--- WRITTEN REQUEST ---
List each line of the records below that contains the word "colorful", copied in full. Case counts.

--- DATA SUPPLIED ---
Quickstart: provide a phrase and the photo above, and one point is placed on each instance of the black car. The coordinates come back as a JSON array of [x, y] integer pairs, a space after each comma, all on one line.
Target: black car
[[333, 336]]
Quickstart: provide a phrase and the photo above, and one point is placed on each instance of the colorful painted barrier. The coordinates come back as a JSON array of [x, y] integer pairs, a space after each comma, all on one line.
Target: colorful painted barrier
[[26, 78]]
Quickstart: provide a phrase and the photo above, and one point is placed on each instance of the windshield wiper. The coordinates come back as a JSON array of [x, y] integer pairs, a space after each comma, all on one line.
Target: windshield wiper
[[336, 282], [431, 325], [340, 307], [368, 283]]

--

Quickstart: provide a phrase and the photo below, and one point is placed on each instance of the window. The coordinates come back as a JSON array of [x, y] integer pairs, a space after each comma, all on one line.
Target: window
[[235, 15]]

--- COMPLETED TASK ---
Quickstart: provide a phrase and the photo above, and one point is placed on each instance of the colorful painted barrier. The coordinates come back as a JSON array of [x, y] integer pairs, a space after each comma, all on one line.
Target: colorful painted barrier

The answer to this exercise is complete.